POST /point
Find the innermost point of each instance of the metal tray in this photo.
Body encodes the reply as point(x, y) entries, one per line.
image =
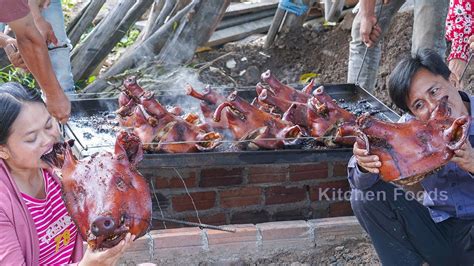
point(91, 138)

------------------------

▶ Detalhes do exercício
Reescreva as entradas acima trocando "metal tray" por "steel tray" e mantendo todo o resto igual. Deixe as imagens fora da resposta.

▶ Resultado do exercício
POST /point
Find the innermost point of each instance of the steel tray in this photo.
Body encodes the reply as point(x, y) entries, one per line.
image =
point(91, 138)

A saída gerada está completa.